● **TASK DATA**:
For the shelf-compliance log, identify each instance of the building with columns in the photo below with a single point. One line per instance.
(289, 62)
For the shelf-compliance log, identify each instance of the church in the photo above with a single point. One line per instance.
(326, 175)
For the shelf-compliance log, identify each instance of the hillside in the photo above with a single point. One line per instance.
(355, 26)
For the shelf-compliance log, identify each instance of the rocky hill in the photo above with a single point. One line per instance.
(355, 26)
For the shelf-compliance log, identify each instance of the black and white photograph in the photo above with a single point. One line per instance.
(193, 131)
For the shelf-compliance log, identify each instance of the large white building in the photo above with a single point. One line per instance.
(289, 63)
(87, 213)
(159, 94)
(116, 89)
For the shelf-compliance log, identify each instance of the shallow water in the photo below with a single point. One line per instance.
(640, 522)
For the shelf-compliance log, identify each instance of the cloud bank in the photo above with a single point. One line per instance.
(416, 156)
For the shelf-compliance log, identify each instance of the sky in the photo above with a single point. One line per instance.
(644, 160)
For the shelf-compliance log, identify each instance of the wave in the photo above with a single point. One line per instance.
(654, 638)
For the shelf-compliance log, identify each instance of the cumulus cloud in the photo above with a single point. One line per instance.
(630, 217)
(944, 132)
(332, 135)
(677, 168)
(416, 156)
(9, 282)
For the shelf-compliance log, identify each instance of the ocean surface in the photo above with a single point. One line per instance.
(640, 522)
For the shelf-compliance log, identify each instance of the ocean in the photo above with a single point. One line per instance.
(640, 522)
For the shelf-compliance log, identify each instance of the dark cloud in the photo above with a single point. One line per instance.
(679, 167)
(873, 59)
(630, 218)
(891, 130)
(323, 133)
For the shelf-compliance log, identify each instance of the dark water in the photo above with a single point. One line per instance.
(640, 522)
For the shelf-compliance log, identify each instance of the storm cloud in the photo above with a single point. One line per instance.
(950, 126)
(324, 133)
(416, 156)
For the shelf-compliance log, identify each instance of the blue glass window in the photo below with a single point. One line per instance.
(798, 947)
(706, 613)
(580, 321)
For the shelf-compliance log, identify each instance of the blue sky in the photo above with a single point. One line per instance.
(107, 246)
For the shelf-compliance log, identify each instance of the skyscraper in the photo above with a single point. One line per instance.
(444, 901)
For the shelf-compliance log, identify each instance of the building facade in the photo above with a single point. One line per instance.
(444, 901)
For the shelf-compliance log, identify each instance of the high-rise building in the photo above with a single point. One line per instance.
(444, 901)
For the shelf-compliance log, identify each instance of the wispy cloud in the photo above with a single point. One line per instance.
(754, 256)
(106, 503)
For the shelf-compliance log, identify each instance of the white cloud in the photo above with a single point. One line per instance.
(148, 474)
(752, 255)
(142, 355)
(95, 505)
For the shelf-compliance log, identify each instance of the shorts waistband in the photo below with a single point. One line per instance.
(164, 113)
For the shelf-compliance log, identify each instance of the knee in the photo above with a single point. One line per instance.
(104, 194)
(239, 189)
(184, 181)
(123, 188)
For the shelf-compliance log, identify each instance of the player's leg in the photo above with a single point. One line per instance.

● **TASK DIRECTIONS**:
Repeat every record exactly as written, please.

● **SOLUTION**:
For the shelf-compliance log, identify each instance of the building with columns in the photo below with a single point. One line per instance.
(289, 62)
For the shelf-compliance log, identify each instance of the church in the photo above with a single point. One line per instance.
(326, 175)
For the shelf-compliance log, identify each instance of the hillside in the photo above with a single point. One line per instance.
(355, 26)
For the shelf-compliance log, identify each instance of the rocky hill in the photo above with a single point. One line per instance.
(355, 26)
For the shelf-compliance log, identify each instance of the black and white photograph in the photo above with a single point. One line per instance.
(193, 131)
For the shelf-compliance log, identify each instance of the large white building in the photo above with a single point. One line per instance.
(289, 63)
(87, 213)
(159, 94)
(116, 89)
For the shelf-compliance log, identify each instance of the shallow water in the photo below with a single point. One line per instance.
(640, 522)
For the shelf-compliance log, identify each instance of the cloud bank in the photo above with a single point. One line per instance.
(416, 156)
For the shelf-compliance log, identify each instance of the sky in the photo above with a single point. One line per instance.
(644, 160)
For the shelf-compliance log, identify each instance of the wave in the photo above with a single point. One line per instance.
(654, 638)
For the shelf-compliance log, identify each instance of the cumulus cloud in the photo above with a single point. One line per instance.
(630, 217)
(944, 132)
(332, 135)
(677, 168)
(416, 156)
(9, 282)
For the shelf-compliance log, identify each instance of the ocean surface in the photo above with a single point. One line per instance.
(640, 522)
For the shelf-compliance log, identify each instance of the ocean in the photo above with a single point. One line per instance.
(640, 522)
For the shelf-compliance log, identify each instance of the dark cloud in the photo above with a single point. One line per instance.
(679, 167)
(873, 59)
(630, 218)
(891, 130)
(323, 133)
For the shelf-compliance log, identify each instance of the dark water in the photo above with a single point. One line per instance.
(640, 522)
For the shelf-compliance log, identify each instance of the storm cloud in the photo above with a single point. One line per instance.
(950, 126)
(324, 133)
(416, 156)
For the shelf-compliance log, identify each instance of the blue glass window in the photo below with a single point. One line per instance.
(798, 947)
(706, 613)
(580, 321)
For the shelf-compliance log, identify each instance of the blue sky in the photo above with a single point. One line per instance.
(107, 246)
For the shelf-compliance log, identify each instance of the skyscraper in the photo above with a single point. One line per instance.
(444, 901)
For the shelf-compliance log, identify each instance of the building facade in the photo above with a single point. One line per instance.
(444, 901)
For the shelf-compliance log, identify each instance of the high-rise building in the photo above with a single point. One line per instance.
(444, 901)
For the shelf-compliance log, identify each instance of the wispy cloud in the photo above with a single point. One line per instance.
(754, 256)
(106, 503)
For the shelf-compliance log, identify each instance of the white cloud in the photo above with a single point. One line per instance.
(148, 474)
(752, 255)
(142, 355)
(95, 505)
For the shelf-compliance log, identify each instance of the shorts waistband in the photo below with a single point. One line per instance.
(164, 113)
For the shelf-compliance log, identify each instance of the knee in the photo above with a single point. One line per instance.
(104, 194)
(239, 189)
(184, 181)
(123, 188)
For the shelf-compliance log, identify each instance of the player's leg in the photo above with a single point. One line per instance.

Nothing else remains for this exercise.